[Point annotation records]
+++

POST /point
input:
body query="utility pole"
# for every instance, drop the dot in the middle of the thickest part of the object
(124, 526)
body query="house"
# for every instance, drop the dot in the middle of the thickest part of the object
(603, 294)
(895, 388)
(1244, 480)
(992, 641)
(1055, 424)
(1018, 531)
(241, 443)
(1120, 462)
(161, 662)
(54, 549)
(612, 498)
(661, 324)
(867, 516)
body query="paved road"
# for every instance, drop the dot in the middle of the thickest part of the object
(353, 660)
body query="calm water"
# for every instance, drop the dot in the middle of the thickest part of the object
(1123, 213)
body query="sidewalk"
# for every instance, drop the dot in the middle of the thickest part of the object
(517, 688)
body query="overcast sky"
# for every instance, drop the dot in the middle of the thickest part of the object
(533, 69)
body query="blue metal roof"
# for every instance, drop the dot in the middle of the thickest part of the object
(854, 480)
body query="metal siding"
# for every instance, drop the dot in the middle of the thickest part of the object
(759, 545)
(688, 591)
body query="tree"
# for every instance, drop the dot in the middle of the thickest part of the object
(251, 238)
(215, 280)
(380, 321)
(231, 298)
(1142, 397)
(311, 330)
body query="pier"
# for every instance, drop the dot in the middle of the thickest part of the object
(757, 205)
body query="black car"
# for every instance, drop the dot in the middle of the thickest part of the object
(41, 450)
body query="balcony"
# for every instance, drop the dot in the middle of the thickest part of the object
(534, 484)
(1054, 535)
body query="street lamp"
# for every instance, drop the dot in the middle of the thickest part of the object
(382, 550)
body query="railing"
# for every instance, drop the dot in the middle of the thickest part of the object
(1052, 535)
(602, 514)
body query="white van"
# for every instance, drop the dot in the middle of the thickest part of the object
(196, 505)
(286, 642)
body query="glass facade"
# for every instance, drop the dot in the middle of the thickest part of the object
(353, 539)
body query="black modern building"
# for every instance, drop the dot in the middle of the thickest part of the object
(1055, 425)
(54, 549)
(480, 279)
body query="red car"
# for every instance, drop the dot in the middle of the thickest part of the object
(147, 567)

+++

WORK TO COMPLETE | Every record should be repeated exactly; please leave none out.

RESPONSE TO THIS EXERCISE |
POST /point
input:
body query="utility pole"
# for every instance, drop the dot in the middle of the thickest part of the object
(124, 526)
body query="house"
# for every instance, drop the dot in the middle of the thickest part of the object
(603, 294)
(895, 388)
(1244, 480)
(992, 641)
(1055, 424)
(1018, 531)
(241, 443)
(1120, 462)
(161, 662)
(54, 549)
(612, 498)
(661, 324)
(867, 516)
body query="paved road"
# for every instance, drop the dot in the middle of the thickest part of the object
(353, 660)
body query="calm water"
# for every instance, drop the dot in the middle of the thickest part of the object
(1123, 213)
body query="sidewalk"
# for every instance, drop the dot in the middle of the thickest part of the object
(517, 688)
body query="overcast sky"
# for every instance, drop the dot in the middle of the thickest part of the object
(533, 69)
body query="blue metal roof"
# for every instance, drop the dot in the middle of the thickest part of the object
(854, 480)
body query="metal siding"
# for every instance, drop the dot in the middle of the thickest part of the object
(759, 545)
(688, 591)
body query="tree"
# for every instance, drop the dot in the middle of the thickest part of the object
(251, 238)
(215, 280)
(380, 321)
(231, 298)
(1142, 397)
(311, 330)
body query="pier"
# for every instance, drop the dot in the middle of the thickest part of the object
(757, 205)
body query="black car"
# for every instance, drop the dot in the middle of the thickest part of the object
(41, 450)
body query="balcony"
# for every instance, drop the dot in the middle of the thickest part of the object
(534, 484)
(1054, 535)
body query="street lamp"
# for every instance, drop the dot in the middle of the thickest part of the object
(382, 550)
body query="railing"
# for every instance, drop the dot in the middle of the thickest part of the object
(1052, 535)
(602, 514)
body query="white van"
# for every instance, drop the dot in the middle of the thickest part of the object
(196, 505)
(286, 642)
body query="glass facade"
# for every instance, drop the dot in the middle of the thickest part of the object
(353, 539)
body query="black modern building"
# for every instance, drop the dot in the middle of the thickest part of the object
(1055, 425)
(54, 549)
(480, 279)
body query="red car"
# for every instance, drop the dot in the middle of the thickest part of the object
(147, 567)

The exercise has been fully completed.